▸ REQUIRED WORK
Write the data out again, exactly as given.
— START —
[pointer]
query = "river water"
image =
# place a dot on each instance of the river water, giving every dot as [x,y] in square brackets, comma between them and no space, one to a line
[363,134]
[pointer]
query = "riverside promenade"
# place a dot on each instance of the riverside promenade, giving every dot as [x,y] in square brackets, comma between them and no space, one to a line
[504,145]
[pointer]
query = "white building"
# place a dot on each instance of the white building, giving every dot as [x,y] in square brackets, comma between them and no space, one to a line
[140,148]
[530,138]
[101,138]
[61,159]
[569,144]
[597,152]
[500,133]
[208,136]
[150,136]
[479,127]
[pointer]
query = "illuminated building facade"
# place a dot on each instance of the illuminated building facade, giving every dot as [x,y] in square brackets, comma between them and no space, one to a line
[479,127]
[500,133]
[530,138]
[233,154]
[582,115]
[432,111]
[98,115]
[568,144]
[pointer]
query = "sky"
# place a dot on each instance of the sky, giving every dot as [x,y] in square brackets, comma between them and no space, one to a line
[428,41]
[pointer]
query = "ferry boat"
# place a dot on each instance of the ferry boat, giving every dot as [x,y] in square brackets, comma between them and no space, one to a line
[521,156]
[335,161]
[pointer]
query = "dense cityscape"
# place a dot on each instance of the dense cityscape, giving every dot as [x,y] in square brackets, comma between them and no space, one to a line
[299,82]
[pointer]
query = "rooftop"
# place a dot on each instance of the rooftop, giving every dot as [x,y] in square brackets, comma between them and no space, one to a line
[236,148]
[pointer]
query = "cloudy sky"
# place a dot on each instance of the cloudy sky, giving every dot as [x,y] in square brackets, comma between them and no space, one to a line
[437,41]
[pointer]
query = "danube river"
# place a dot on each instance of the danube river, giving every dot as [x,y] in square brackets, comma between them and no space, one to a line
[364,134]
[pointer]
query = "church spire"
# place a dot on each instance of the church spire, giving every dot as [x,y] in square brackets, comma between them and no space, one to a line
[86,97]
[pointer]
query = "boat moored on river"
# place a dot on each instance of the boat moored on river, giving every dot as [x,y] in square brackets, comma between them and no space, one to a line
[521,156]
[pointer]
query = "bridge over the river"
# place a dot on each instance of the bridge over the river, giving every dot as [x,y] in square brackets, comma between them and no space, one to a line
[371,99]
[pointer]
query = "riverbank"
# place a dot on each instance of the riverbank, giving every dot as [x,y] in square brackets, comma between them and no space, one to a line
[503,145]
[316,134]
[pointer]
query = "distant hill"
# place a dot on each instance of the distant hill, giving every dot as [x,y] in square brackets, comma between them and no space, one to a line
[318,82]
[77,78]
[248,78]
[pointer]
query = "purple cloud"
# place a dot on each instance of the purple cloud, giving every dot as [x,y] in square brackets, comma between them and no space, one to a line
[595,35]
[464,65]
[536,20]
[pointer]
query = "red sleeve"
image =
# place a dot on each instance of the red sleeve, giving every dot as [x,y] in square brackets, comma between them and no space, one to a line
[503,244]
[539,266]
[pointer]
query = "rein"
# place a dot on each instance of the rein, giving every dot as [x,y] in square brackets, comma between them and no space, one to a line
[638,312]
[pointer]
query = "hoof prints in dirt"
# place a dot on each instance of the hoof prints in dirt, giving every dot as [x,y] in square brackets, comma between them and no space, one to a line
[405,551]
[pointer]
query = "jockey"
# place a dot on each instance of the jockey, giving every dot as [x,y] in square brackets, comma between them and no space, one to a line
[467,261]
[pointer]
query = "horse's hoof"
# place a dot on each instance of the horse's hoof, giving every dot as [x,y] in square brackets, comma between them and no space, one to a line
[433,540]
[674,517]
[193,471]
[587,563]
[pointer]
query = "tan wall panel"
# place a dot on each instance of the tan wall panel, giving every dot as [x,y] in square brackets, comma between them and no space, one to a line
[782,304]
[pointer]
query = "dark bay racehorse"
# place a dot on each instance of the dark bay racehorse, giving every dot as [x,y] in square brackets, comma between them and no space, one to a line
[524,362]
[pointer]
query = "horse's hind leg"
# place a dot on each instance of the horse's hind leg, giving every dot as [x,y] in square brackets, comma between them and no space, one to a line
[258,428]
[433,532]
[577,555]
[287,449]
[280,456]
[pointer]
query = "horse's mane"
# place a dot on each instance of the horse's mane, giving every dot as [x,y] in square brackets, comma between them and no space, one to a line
— END —
▸ COMPLETED EXERCISE
[pointer]
query = "river water"
image =
# place a dot on each instance of the river water, giving every dot as [x,y] in square brackets, comma between them and no space, one to a line
[363,134]
[pointer]
query = "riverside promenade"
# place a dot on each instance of the riverside promenade, giving every dot as [x,y] in square brackets, comma between them and no space, one to a line
[504,145]
[pointer]
query = "white building"
# place a dot on each instance of the white building, giving every dot as [x,y] in square brackets, comma between them and no space, one to a line
[140,148]
[530,138]
[101,138]
[61,159]
[569,144]
[597,152]
[500,133]
[208,136]
[150,136]
[479,127]
[pointer]
query = "illuminated building facade"
# place a dot on each instance of the illuminated building facade, giving every dot as [x,y] in square brackets, comma between them and no space, one to a line
[479,127]
[500,133]
[530,138]
[233,154]
[582,115]
[432,111]
[98,115]
[568,144]
[pointer]
query = "sky"
# place a dot on each instance of the sky, giving every dot as [x,y] in square brackets, comma between them and no space, one to a line
[428,41]
[pointer]
query = "ferry boat"
# place a dot on each instance of the ferry boat, giving every dot as [x,y] in square brackets, comma between them and no space, one to a line
[521,156]
[335,161]
[pointer]
query = "dense cityscape"
# place a dot on each instance of the dense cityscape, giving every dot as [x,y] in square brackets, comma between them and no space, one to a line
[299,82]
[pointer]
query = "rooftop"
# place a dot on each instance of the rooftop, giving every dot as [x,y] in square brackets, comma between them and no space, one to a line
[236,148]
[pointer]
query = "cloudy sky"
# place a dot on each instance of the cloudy sky, giving every dot as [x,y] in square brackets, comma between them and no space, one to a line
[437,41]
[pointer]
query = "danube river"
# place a dot on each instance of the danube river, giving every dot as [x,y] in square brackets, comma between them and no space, one to a line
[364,134]
[pointer]
query = "church spire"
# place a dot on each instance of the church spire, giving every dot as [x,y] in square brackets, comma between them and no space, one to a line
[86,97]
[pointer]
query = "boat moored on river"
# place a dot on each instance of the boat moored on river, giving every dot as [x,y] in square brackets, comma between them and no space, one to a line
[521,156]
[pointer]
query = "bridge over the river"
# place a dot on each instance of the bridge over the river, giving every dot as [x,y] in square brackets, comma between them and no space, one to a line
[371,99]
[pointer]
query = "riverbank"
# place a dot on each instance of the riverbank, giving every dot as [x,y] in square brackets, comma between them and no space, one to a line
[503,145]
[316,134]
[pointer]
query = "distant hill"
# place a dot on each instance of the distant hill, giving every dot as [x,y] in square brackets, comma between them and no space, one to a line
[318,82]
[77,78]
[248,78]
[pointer]
query = "purple cloud"
# place a dot on each instance of the purple cloud, giving every dot as [x,y] in square brackets, comma between them and no space, one to a line
[595,35]
[464,65]
[536,20]
[pointer]
query = "red sleeve"
image =
# place a dot on each instance of the red sleeve, giving every dot as [x,y] in square brackets, comma between them and no space, one to a line
[503,244]
[539,266]
[pointer]
query = "rein"
# place a dot on each instance of the rein, giving every dot as [x,y] in square brackets, comma between them and no space, one to a line
[638,312]
[pointer]
query = "hoof prints in dirt"
# place a dot on each instance of the hoof prints in dirt, giving every dot as [x,y] in square brackets, comma between them and no space, one to a line
[405,551]
[pointer]
query = "jockey"
# place a dot on each instance of the jockey, giving every dot as [x,y] in square brackets, comma between them and no space, one to a line
[467,261]
[pointer]
query = "horse's hoof"
# place a dot on each instance of the horse's hoof, giving every dot as [x,y] in square brackets, comma between them and no space, one to a line
[433,540]
[674,517]
[193,471]
[587,563]
[pointer]
query = "tan wall panel"
# place a dot on each instance of the tan wall panel, giving every dot as [x,y] in square brackets, comma between them and no space, one to a line
[782,304]
[pointer]
query = "dark bay racehorse"
# place a dot on each instance of the dark bay racehorse, giving every dot as [x,y] in square brackets, comma between them and no space, one to a line
[524,362]
[pointer]
query = "horse's hind leg"
# place a dot on each instance of the horse's hind leg, giving every dot as [x,y] in square brackets, comma between them and no space, one to a line
[258,428]
[433,532]
[577,555]
[287,449]
[280,456]
[pointer]
query = "horse's mane"
# place a dot on each instance of the horse's mane, giving every dot as [x,y] in square brackets, comma between them and no space, one to a line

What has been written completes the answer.